(Natural language region descriptions)
══════
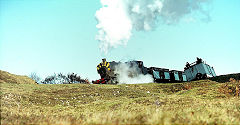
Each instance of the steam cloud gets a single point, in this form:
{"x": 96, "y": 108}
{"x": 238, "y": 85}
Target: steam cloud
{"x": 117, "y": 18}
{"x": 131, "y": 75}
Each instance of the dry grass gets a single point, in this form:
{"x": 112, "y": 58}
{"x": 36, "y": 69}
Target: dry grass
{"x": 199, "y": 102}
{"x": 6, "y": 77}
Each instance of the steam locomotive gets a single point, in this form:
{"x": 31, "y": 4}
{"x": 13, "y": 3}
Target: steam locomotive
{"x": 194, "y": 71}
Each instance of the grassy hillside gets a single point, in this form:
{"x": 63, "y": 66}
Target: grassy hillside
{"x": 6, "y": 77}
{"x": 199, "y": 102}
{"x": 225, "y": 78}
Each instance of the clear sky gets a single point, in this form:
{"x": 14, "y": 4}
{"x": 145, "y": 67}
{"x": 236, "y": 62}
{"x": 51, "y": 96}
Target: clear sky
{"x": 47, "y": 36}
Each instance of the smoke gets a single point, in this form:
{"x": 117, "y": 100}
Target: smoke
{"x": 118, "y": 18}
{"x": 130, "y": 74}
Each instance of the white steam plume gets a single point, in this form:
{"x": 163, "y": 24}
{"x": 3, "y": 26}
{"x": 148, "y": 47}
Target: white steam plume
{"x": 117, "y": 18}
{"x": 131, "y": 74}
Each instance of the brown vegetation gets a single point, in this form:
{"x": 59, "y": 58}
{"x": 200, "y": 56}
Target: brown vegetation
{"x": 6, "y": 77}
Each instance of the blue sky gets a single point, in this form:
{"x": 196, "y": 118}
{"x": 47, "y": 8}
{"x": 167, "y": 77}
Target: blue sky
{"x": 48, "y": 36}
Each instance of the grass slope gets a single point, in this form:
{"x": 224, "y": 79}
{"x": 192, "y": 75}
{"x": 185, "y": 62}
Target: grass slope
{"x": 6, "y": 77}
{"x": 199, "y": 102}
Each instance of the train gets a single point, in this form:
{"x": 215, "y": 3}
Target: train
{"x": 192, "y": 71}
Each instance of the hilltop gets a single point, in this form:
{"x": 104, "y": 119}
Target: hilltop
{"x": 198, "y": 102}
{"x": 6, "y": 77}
══════
INSTRUCTIONS TO FOLLOW:
For the word "single", how many lines in the records above contain it? Answer with the number and nothing else.

SOLUTION FOR THIS EXERCISE:
12